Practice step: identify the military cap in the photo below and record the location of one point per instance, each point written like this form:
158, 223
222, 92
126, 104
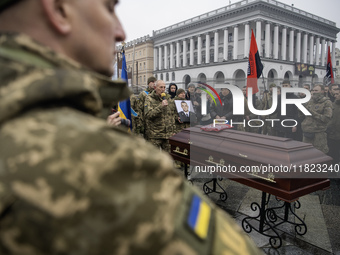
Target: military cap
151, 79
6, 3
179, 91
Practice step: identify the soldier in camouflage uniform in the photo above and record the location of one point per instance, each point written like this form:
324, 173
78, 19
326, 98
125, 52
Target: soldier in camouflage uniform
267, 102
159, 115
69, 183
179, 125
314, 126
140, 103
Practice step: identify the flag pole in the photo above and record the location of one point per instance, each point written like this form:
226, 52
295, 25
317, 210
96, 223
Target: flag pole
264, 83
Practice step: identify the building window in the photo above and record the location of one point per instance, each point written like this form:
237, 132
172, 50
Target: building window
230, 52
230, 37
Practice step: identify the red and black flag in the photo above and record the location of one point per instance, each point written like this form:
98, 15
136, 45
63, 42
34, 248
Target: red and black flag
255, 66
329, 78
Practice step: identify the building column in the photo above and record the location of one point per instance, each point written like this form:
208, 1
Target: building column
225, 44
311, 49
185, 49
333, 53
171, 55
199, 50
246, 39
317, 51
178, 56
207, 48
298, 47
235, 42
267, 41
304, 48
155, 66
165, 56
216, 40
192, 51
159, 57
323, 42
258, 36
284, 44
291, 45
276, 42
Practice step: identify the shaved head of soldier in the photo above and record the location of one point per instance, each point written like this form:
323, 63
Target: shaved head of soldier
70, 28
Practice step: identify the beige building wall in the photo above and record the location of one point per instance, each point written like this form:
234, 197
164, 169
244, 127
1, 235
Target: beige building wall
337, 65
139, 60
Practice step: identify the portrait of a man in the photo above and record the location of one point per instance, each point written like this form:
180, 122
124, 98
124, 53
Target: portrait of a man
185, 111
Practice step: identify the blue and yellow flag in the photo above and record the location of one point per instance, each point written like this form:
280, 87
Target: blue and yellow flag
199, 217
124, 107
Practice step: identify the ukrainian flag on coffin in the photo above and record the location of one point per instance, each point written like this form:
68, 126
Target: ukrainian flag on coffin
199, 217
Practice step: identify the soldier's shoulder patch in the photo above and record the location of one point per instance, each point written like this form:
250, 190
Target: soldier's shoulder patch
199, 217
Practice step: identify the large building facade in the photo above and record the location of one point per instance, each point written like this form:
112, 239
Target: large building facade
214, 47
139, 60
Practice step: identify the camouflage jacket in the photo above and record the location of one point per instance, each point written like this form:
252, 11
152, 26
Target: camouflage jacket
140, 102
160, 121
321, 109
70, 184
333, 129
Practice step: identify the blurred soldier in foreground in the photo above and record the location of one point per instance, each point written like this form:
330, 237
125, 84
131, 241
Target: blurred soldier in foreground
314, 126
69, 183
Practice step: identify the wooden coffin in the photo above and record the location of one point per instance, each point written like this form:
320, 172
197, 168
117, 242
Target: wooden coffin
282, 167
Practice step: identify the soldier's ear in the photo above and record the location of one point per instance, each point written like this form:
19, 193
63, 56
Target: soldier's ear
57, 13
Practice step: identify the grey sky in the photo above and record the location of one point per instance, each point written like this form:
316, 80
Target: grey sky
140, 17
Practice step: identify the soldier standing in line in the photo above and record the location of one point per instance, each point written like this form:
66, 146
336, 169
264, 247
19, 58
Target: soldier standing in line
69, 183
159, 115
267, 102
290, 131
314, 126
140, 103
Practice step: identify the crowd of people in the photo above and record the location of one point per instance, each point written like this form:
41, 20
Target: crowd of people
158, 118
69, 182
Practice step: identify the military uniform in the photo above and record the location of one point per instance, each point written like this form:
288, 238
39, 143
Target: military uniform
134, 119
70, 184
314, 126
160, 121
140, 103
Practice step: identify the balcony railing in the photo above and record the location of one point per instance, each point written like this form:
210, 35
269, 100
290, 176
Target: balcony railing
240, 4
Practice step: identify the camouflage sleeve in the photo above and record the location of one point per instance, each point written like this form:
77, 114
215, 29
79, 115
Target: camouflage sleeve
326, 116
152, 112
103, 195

...

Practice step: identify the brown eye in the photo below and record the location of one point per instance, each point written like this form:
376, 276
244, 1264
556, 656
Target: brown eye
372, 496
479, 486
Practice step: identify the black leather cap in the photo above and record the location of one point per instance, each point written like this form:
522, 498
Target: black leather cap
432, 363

- [TASK TO CARRY OUT] Please gather every line above that contains the string "shoulder" and copy each of those lines in full. Letter case counts when matching.

- [SOLUTION TO THIS PROBLEM]
Practice step: identify the soldier's shoulder patch in the photo above and record the location of one point per instance, each point written like this form:
Target: soldier's shoulder patch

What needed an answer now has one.